- _Exercise aim_
Could you print every line unchanged, from the line with "For the benchmark, point out every instance of the woman" to the line with "point(88, 59)", including both of those lines?

──────── Dataset records ────────

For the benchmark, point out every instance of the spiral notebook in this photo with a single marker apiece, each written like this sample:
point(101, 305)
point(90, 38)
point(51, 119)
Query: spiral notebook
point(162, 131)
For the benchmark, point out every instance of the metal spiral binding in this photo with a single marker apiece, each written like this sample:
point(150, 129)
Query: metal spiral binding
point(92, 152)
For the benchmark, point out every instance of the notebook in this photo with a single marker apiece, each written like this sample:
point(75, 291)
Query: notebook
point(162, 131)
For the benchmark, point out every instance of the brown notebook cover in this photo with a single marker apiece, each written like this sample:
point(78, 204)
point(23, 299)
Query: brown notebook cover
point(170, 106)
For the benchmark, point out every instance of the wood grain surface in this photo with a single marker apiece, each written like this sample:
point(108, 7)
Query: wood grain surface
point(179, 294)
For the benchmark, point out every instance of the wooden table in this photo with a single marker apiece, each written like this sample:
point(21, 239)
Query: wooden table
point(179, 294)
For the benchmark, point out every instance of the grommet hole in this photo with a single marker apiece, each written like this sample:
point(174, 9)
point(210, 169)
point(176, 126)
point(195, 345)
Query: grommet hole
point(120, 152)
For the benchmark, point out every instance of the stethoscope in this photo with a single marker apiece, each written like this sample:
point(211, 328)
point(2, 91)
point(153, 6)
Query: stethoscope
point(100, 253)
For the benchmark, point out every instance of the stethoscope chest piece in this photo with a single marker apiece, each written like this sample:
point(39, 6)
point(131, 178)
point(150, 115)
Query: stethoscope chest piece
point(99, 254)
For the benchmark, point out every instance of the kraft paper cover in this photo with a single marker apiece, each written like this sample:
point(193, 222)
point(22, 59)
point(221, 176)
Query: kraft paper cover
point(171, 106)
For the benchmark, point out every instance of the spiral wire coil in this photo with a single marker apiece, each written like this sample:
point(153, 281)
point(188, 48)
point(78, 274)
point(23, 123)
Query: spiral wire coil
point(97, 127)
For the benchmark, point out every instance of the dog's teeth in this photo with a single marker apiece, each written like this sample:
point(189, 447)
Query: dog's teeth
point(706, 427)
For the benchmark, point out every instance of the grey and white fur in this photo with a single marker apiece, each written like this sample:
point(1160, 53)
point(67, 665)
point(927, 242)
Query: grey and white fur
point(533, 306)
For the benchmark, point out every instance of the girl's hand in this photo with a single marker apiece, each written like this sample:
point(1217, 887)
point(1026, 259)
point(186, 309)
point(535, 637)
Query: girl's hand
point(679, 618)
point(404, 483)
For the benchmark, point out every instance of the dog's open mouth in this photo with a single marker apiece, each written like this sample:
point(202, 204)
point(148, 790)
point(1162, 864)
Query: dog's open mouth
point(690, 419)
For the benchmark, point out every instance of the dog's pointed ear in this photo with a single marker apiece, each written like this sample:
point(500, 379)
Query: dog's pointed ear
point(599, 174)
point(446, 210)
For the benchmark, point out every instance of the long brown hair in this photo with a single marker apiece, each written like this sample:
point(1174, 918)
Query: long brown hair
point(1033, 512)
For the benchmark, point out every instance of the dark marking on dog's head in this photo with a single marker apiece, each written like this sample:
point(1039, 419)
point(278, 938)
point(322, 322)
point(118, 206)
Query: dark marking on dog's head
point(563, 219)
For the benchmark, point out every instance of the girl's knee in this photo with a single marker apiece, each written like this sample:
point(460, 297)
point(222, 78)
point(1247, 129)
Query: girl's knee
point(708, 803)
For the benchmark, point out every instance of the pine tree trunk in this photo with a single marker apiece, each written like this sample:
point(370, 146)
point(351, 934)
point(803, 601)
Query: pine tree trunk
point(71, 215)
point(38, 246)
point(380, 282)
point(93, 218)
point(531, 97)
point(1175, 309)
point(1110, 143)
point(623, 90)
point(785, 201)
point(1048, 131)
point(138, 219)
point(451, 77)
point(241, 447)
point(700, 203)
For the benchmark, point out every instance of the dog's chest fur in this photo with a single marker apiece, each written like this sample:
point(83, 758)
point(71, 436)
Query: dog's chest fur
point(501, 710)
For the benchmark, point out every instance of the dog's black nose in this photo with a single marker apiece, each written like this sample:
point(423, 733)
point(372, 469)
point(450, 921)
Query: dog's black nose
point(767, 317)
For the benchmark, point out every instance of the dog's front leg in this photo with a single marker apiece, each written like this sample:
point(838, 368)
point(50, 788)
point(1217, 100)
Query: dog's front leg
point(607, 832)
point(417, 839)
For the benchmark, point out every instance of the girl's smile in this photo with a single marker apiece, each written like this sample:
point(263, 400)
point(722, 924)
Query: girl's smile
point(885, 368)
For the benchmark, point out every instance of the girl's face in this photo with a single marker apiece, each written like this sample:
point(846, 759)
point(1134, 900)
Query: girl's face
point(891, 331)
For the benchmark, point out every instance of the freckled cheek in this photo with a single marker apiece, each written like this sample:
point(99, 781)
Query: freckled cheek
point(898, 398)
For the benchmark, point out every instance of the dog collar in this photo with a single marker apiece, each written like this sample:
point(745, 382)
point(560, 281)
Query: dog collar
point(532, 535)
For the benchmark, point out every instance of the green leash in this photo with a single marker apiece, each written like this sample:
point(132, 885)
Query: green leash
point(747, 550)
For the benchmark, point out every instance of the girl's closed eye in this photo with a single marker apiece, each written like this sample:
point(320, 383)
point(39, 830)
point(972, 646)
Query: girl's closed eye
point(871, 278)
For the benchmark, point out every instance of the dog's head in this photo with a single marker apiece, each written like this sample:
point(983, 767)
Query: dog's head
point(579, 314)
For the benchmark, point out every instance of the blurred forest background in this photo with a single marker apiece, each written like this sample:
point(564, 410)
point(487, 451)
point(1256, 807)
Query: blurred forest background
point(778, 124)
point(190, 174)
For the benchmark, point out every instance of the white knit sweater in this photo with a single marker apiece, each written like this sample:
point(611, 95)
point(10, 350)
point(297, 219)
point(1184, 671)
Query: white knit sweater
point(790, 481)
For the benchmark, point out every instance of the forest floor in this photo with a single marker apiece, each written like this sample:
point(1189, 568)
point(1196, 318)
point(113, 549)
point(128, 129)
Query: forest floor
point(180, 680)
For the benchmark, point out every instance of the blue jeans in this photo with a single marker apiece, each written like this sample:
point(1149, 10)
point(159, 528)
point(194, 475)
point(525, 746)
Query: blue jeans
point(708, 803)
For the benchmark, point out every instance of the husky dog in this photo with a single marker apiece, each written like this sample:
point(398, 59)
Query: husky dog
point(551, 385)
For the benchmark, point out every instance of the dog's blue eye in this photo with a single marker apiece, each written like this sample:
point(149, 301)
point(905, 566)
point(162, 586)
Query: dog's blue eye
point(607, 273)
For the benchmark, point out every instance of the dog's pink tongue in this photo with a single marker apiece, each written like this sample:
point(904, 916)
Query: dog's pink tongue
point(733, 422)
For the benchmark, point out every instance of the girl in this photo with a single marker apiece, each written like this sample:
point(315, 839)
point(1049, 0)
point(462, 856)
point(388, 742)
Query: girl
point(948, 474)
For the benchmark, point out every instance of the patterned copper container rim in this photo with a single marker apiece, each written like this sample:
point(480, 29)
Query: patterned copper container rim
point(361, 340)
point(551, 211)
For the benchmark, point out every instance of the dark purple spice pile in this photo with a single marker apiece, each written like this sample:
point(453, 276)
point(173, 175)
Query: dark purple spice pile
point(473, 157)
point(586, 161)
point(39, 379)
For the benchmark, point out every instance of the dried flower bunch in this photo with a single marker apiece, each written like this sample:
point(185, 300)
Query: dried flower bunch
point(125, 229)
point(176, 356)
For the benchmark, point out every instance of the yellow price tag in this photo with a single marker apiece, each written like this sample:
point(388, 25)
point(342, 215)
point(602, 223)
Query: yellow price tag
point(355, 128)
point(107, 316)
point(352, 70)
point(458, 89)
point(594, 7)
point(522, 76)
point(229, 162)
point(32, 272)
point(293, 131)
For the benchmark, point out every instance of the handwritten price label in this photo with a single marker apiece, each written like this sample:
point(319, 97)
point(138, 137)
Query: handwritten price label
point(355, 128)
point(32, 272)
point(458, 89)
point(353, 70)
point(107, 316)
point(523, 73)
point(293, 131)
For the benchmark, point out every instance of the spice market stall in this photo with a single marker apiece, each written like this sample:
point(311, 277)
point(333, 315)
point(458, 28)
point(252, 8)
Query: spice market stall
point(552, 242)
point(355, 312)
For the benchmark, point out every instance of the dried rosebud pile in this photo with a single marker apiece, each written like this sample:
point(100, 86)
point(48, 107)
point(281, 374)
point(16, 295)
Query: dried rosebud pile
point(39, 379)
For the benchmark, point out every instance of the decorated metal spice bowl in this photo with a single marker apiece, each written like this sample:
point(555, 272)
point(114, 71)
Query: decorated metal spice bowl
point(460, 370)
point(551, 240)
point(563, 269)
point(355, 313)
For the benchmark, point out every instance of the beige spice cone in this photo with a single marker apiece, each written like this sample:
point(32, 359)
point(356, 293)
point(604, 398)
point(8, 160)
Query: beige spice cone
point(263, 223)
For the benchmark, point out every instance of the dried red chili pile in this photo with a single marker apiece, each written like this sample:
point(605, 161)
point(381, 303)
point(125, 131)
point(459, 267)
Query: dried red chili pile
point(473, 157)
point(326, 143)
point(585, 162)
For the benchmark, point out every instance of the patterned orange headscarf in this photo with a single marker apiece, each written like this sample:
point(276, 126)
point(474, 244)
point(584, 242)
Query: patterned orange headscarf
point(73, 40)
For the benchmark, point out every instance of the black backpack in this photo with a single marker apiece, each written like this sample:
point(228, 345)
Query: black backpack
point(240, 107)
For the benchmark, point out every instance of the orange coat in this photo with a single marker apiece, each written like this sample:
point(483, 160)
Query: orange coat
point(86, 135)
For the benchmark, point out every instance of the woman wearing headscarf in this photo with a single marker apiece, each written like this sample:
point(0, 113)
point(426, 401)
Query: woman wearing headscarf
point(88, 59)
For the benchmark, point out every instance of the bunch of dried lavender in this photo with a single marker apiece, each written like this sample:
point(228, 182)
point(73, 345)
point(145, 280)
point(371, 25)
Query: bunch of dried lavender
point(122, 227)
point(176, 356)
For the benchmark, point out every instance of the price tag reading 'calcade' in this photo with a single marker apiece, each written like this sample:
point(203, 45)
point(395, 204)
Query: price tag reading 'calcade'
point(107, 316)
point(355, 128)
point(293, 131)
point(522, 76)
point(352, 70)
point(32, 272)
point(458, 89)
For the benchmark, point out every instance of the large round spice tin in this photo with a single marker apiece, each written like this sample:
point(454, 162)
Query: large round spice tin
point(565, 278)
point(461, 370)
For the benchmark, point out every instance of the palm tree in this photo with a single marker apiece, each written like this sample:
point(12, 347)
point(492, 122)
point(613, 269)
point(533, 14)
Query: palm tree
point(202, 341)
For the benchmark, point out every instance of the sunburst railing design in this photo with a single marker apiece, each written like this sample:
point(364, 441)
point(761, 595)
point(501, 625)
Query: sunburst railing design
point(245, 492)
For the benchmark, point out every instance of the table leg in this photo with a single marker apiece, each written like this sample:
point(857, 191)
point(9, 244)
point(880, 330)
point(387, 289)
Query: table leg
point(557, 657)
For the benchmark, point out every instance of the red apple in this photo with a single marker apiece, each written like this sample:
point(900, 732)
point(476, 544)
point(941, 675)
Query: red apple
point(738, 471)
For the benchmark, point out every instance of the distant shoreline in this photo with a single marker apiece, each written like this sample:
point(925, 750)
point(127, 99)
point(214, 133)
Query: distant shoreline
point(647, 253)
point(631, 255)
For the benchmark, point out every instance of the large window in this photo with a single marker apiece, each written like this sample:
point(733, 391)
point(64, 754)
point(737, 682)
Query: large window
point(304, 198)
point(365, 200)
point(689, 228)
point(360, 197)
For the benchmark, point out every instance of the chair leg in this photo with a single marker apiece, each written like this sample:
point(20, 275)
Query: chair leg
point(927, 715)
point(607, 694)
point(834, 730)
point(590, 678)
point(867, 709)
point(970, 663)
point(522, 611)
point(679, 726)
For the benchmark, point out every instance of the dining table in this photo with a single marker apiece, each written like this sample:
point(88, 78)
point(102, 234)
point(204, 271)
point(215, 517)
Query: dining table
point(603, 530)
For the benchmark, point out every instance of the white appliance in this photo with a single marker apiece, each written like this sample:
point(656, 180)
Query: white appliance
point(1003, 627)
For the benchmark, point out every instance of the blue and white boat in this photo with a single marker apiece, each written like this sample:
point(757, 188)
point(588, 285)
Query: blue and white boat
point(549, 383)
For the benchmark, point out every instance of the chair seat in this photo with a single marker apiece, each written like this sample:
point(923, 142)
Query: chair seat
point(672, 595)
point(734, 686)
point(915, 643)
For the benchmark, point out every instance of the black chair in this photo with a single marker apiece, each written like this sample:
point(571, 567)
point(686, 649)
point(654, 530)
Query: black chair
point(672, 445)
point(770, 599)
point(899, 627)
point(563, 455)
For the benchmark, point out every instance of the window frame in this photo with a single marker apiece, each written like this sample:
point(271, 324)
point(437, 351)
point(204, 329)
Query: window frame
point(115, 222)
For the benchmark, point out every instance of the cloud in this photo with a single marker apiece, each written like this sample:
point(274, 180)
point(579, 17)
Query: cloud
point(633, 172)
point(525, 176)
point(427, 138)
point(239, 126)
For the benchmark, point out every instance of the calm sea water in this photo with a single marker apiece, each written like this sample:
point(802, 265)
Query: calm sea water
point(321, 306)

────────

- _Solution_
For the benchmark, point out every instance of the woman wearing headscarf in this photo with a single marker apiece, each written like this sample:
point(0, 113)
point(426, 401)
Query: woman wearing headscarf
point(88, 59)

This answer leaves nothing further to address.